• [DATA SUPPLIED]

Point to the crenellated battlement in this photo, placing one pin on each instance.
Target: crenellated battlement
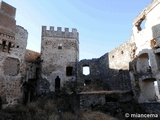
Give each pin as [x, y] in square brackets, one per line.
[59, 32]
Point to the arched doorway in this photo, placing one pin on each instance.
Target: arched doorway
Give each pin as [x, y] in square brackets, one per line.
[57, 83]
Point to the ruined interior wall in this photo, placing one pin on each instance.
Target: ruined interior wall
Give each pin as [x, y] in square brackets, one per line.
[32, 61]
[146, 68]
[7, 22]
[58, 50]
[100, 73]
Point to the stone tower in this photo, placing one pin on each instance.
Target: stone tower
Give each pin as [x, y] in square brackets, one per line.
[13, 42]
[59, 52]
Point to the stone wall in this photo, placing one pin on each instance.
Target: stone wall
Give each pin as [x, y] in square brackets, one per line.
[102, 75]
[12, 69]
[7, 22]
[59, 50]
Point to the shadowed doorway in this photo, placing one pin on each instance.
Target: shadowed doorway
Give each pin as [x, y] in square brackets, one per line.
[57, 83]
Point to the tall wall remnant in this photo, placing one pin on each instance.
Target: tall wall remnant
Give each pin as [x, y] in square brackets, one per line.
[13, 41]
[59, 52]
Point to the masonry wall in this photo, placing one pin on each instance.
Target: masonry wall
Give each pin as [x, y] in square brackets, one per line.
[12, 68]
[145, 68]
[59, 50]
[7, 19]
[102, 75]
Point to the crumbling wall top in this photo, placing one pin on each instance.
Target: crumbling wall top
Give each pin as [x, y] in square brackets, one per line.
[8, 9]
[145, 11]
[31, 56]
[59, 32]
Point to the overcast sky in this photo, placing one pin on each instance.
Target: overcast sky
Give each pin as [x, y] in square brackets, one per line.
[102, 24]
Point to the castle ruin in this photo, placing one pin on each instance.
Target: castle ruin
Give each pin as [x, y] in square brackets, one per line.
[132, 66]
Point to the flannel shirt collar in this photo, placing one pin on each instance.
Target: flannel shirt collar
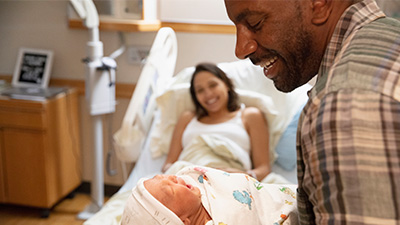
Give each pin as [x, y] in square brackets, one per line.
[355, 17]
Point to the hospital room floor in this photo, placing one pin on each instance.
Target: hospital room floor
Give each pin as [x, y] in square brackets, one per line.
[63, 213]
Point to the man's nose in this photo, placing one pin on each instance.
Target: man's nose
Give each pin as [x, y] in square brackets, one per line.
[245, 44]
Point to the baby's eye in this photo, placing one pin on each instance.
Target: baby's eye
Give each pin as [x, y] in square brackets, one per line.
[213, 85]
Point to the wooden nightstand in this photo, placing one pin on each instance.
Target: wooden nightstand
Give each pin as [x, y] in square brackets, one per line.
[40, 159]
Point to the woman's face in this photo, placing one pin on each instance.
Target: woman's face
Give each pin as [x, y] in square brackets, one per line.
[173, 192]
[211, 92]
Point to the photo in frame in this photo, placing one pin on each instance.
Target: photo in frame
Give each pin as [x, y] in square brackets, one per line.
[32, 68]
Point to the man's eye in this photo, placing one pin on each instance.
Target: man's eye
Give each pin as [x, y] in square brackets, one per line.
[257, 25]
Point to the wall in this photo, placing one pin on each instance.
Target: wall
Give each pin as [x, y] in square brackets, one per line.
[43, 24]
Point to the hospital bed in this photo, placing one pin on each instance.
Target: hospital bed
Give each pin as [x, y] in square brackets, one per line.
[160, 97]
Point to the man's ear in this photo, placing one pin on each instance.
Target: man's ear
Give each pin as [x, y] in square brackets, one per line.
[186, 221]
[322, 9]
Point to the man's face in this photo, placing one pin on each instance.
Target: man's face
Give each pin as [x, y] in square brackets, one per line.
[274, 34]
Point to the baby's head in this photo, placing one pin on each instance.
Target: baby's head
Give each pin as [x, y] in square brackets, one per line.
[163, 199]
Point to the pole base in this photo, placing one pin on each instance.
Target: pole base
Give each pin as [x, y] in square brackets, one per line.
[88, 212]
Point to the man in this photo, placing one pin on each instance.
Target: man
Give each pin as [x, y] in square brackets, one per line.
[348, 141]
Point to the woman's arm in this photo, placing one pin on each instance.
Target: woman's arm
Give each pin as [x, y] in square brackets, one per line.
[175, 147]
[257, 127]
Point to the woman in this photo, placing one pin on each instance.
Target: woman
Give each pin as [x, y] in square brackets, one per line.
[218, 111]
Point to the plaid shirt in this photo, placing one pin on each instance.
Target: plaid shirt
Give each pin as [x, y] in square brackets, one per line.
[348, 141]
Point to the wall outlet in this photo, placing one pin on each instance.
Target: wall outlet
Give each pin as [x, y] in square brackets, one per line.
[138, 54]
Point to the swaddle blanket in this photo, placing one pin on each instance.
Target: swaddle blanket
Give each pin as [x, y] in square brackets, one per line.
[212, 150]
[235, 198]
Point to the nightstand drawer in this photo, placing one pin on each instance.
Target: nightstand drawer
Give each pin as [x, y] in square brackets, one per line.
[27, 119]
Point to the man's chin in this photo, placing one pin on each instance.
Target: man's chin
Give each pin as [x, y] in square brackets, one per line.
[283, 87]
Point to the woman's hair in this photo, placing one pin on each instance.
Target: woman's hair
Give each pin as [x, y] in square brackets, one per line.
[233, 103]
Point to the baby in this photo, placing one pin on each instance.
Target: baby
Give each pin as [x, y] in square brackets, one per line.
[206, 196]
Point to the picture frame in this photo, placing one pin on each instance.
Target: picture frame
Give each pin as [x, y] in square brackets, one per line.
[32, 68]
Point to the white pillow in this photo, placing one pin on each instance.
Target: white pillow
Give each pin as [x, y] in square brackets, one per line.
[177, 100]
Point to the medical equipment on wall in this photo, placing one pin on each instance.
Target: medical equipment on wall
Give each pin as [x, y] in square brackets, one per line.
[100, 96]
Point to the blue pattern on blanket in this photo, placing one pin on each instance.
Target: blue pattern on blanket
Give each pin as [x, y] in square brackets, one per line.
[243, 198]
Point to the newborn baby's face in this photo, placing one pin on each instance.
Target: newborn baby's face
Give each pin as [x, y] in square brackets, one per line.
[173, 192]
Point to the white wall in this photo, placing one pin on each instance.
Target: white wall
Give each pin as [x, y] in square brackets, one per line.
[44, 24]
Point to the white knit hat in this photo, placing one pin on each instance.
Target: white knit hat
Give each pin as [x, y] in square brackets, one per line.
[143, 209]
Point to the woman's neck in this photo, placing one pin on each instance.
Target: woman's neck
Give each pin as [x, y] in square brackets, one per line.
[218, 117]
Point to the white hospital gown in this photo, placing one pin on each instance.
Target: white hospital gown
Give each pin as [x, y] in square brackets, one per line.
[235, 198]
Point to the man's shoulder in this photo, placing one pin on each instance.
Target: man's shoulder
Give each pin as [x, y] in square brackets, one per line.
[372, 54]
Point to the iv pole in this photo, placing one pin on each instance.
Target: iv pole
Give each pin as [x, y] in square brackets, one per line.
[100, 97]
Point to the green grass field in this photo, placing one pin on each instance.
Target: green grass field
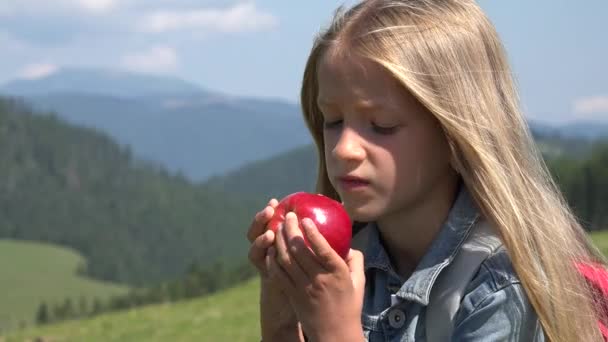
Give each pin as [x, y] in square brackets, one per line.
[600, 239]
[35, 272]
[231, 315]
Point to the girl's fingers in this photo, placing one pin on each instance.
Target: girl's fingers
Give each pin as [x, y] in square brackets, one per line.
[258, 225]
[276, 274]
[285, 260]
[326, 256]
[259, 248]
[356, 266]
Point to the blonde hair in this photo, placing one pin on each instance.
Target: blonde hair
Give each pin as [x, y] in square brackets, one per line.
[448, 55]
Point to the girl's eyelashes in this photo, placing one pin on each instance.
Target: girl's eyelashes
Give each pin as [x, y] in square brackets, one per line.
[384, 130]
[379, 129]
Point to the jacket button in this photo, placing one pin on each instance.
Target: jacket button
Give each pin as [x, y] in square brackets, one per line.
[396, 318]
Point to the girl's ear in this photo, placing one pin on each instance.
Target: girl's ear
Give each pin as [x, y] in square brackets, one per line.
[455, 161]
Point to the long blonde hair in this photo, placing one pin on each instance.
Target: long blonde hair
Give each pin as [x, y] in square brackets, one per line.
[449, 56]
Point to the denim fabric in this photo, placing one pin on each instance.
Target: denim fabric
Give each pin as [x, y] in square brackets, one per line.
[494, 308]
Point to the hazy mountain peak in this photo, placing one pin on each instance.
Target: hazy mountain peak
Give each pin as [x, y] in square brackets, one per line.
[113, 82]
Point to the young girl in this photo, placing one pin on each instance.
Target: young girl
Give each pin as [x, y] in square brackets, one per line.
[419, 134]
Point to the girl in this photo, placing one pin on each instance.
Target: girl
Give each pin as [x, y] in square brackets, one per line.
[419, 133]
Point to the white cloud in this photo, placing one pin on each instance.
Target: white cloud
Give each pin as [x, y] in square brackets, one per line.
[37, 70]
[45, 7]
[156, 59]
[591, 105]
[97, 6]
[239, 18]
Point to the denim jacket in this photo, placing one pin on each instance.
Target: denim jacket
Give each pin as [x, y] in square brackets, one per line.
[494, 307]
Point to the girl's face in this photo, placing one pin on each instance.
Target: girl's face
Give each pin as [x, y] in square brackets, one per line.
[385, 153]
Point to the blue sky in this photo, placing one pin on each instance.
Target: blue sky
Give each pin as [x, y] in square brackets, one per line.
[558, 48]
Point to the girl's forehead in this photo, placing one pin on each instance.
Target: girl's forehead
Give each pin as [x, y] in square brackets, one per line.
[351, 75]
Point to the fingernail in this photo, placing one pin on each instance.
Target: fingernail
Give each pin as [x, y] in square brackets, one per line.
[306, 222]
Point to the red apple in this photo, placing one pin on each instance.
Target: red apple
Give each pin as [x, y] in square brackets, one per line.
[328, 215]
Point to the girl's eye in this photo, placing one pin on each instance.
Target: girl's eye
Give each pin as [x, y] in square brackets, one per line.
[383, 130]
[332, 124]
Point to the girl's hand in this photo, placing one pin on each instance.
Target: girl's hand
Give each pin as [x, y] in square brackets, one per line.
[278, 321]
[325, 291]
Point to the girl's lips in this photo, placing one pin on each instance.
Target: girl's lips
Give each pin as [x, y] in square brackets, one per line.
[353, 183]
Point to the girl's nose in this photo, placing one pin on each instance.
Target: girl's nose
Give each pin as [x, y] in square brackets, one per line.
[349, 146]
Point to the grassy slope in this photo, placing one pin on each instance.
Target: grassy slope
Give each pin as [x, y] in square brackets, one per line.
[35, 272]
[231, 315]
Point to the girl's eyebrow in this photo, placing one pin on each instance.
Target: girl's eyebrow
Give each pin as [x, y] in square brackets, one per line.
[361, 105]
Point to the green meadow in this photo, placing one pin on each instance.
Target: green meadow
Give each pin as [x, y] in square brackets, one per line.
[230, 315]
[33, 273]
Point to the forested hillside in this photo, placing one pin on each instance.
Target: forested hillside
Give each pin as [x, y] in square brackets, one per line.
[133, 221]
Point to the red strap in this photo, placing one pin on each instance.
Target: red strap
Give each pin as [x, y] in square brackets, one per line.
[597, 276]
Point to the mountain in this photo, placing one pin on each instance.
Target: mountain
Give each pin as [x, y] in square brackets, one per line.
[133, 221]
[109, 82]
[278, 176]
[585, 130]
[579, 166]
[166, 120]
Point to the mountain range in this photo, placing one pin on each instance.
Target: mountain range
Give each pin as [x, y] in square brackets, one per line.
[175, 123]
[189, 129]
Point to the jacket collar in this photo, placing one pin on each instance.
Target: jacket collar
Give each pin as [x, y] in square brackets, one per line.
[440, 254]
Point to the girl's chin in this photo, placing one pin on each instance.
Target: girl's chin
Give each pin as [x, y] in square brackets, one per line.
[360, 214]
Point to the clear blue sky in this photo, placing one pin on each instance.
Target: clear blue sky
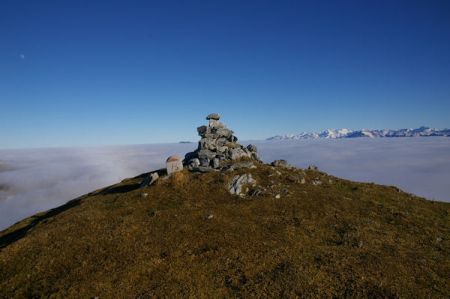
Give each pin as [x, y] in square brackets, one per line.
[75, 73]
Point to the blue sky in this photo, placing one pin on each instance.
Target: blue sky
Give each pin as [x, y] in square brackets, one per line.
[76, 73]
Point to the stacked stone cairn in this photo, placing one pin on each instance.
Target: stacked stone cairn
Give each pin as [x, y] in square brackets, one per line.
[218, 148]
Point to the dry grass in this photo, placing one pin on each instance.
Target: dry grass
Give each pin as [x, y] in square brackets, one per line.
[190, 238]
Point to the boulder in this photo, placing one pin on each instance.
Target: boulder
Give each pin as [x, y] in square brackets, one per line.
[252, 148]
[150, 179]
[218, 142]
[213, 116]
[216, 163]
[236, 185]
[280, 163]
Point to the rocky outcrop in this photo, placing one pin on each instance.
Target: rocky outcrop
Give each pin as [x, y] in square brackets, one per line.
[218, 148]
[237, 184]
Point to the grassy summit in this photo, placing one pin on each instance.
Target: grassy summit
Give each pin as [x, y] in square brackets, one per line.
[186, 236]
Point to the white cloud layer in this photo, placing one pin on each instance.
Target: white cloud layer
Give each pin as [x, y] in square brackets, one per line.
[34, 180]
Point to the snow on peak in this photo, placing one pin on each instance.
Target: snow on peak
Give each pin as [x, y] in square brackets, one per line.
[346, 133]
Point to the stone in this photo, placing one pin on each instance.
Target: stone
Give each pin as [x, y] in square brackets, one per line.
[150, 179]
[205, 153]
[238, 153]
[202, 130]
[216, 163]
[252, 148]
[257, 191]
[239, 165]
[317, 182]
[218, 142]
[280, 163]
[203, 169]
[214, 116]
[238, 182]
[194, 162]
[204, 162]
[174, 164]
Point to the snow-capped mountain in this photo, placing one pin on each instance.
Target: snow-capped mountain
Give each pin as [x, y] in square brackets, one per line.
[346, 133]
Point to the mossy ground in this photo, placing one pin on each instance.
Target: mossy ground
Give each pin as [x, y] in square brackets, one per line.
[188, 237]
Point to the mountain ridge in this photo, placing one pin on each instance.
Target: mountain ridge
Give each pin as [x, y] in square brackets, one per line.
[367, 133]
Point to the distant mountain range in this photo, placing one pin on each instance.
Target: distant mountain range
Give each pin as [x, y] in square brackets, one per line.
[346, 133]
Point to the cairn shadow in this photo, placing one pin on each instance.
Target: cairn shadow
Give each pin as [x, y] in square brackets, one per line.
[135, 183]
[35, 220]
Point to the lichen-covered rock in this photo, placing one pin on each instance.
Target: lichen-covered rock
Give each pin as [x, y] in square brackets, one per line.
[217, 144]
[236, 185]
[150, 179]
[214, 116]
[280, 163]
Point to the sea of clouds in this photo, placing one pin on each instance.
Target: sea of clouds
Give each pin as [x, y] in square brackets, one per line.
[35, 180]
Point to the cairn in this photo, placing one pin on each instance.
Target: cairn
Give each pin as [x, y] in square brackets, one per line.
[218, 148]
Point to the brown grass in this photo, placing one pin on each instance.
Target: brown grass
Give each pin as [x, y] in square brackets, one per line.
[337, 239]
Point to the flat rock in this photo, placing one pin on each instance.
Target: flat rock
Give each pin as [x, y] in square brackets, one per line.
[213, 116]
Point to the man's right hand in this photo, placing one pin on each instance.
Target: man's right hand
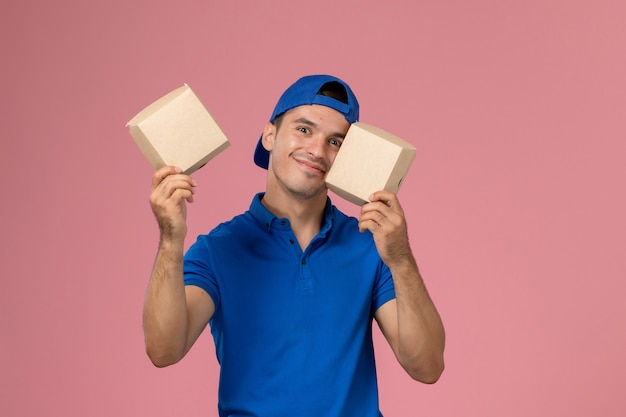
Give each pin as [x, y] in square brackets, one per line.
[171, 189]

• [TASK STATEMENT]
Your answer must be the lines above from the one containing "Target: man's nose" to the one containing "Target: woman's face", both included, restated word for word.

• [FINISHED EXERCISE]
Target: man's nose
Give each pin as [x, y] in square brackets, one per line.
[245, 44]
Point to the baby's eye in this photo, placing one pin on each instance.
Target: baby's eye
Give each pin as [x, y] in square brackets, one per line.
[213, 85]
Point to the wooden nightstand in this photo, placing one pin on each instance.
Target: wooden nightstand
Give each pin as [x, y] in square brackets, one per line.
[40, 159]
Point to the woman's face in this photo, placing one pin on each instance.
Target: woman's face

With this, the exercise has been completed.